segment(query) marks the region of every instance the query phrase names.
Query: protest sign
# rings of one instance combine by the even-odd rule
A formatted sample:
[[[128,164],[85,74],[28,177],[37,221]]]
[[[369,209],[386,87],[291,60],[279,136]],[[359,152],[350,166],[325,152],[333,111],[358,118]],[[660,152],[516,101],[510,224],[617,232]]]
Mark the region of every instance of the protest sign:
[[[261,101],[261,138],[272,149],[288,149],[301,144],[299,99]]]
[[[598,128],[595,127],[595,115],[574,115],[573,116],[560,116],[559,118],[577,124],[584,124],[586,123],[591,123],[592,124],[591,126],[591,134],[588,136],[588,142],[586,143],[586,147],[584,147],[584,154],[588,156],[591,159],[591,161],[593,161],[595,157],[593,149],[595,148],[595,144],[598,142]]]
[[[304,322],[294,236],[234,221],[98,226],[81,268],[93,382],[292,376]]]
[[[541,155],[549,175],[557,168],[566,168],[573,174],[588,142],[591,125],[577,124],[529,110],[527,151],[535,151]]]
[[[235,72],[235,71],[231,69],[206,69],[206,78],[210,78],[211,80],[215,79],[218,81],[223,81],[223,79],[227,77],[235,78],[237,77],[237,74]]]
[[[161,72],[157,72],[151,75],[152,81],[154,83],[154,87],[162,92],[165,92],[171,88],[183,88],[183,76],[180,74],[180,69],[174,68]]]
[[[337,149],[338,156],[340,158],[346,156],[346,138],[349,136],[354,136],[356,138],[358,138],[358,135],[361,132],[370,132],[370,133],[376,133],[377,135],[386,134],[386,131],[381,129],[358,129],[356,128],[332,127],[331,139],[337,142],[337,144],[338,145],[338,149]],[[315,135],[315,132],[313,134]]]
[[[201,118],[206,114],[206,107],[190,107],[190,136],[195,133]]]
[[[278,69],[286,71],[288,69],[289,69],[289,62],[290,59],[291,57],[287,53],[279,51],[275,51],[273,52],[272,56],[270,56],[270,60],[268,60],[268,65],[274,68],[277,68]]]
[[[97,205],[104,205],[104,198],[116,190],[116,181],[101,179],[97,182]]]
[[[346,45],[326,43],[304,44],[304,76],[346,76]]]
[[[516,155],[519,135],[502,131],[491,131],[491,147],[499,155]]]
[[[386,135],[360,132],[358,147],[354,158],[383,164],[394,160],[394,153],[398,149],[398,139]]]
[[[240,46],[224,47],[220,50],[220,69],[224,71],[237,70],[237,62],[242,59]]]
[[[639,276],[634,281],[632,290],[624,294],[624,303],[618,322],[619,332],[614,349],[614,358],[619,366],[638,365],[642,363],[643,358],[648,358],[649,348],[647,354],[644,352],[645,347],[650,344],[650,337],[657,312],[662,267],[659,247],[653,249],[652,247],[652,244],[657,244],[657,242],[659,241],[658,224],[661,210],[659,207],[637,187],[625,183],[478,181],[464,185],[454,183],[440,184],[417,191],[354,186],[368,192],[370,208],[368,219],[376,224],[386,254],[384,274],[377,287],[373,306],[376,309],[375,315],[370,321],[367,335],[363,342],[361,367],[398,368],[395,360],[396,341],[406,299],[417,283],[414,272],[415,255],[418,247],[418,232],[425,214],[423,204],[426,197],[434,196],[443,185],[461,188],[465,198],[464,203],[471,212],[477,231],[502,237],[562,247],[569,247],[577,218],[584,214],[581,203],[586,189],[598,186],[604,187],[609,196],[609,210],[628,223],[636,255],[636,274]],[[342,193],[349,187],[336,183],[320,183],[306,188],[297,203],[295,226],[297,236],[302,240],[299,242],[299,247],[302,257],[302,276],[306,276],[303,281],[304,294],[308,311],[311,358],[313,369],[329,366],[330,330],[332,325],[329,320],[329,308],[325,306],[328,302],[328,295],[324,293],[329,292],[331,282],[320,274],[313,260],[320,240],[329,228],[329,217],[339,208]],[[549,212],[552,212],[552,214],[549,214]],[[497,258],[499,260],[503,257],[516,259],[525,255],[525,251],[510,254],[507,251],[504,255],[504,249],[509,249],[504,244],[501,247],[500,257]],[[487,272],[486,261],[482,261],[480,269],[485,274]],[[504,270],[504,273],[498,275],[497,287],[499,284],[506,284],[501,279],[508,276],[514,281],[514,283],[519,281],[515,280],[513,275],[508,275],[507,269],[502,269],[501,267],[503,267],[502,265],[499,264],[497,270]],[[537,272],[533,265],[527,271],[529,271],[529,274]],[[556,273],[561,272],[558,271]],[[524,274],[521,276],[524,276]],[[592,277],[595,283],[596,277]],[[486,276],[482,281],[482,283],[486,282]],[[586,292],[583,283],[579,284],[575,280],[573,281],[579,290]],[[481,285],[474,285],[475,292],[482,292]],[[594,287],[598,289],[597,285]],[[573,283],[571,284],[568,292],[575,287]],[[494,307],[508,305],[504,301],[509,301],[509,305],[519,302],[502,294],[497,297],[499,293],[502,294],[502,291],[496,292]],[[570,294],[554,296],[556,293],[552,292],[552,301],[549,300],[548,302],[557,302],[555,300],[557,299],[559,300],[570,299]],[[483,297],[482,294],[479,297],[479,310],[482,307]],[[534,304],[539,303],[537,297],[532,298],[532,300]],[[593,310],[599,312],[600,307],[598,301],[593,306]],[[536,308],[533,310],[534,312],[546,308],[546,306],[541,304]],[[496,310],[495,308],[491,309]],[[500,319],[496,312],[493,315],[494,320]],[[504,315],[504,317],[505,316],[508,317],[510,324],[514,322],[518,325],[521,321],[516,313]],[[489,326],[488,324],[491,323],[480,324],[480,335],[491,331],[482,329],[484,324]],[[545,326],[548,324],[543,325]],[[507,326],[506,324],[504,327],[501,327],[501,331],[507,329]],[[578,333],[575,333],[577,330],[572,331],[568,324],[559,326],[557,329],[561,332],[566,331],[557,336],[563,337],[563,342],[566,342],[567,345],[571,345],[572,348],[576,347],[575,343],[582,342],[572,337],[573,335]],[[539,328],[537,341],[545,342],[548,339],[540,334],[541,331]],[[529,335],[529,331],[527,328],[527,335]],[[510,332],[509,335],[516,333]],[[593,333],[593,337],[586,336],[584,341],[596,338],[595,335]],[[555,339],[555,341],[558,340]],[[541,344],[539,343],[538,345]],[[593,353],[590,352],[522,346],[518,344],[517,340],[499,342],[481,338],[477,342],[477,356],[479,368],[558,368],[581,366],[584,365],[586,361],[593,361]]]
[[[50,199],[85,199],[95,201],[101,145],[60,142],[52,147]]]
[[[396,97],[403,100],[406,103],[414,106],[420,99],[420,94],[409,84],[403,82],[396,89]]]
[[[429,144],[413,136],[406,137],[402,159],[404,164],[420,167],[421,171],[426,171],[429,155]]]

* EXERCISE DIRECTIONS
Put the lines of the items into a Markdown table with the columns "Row" and "Line", starting with the first line and going on through the line that contains "[[[261,101],[261,138],[272,149],[288,149],[301,144],[299,99]]]", both included. Number each row and leave out blank lines.

* PROBLEM SOLUTION
| Row | Line |
|---|---|
| 1 | segment(query) marks the region of every instance the query phrase names. |
| 2 | Query: protest sign |
| 3 | # rings of one instance combine by the even-odd rule |
| 4 | A formatted sample: |
| 5 | [[[128,164],[85,74],[28,177],[37,221]]] |
| 6 | [[[369,209],[386,87],[291,60],[279,136]],[[359,152],[350,166],[325,152],[333,111],[358,118]],[[660,152],[516,101],[510,224],[617,232]]] |
| 7 | Mark the region of every instance of the protest sign: |
| 8 | [[[261,101],[261,138],[272,149],[288,149],[301,144],[299,99]]] |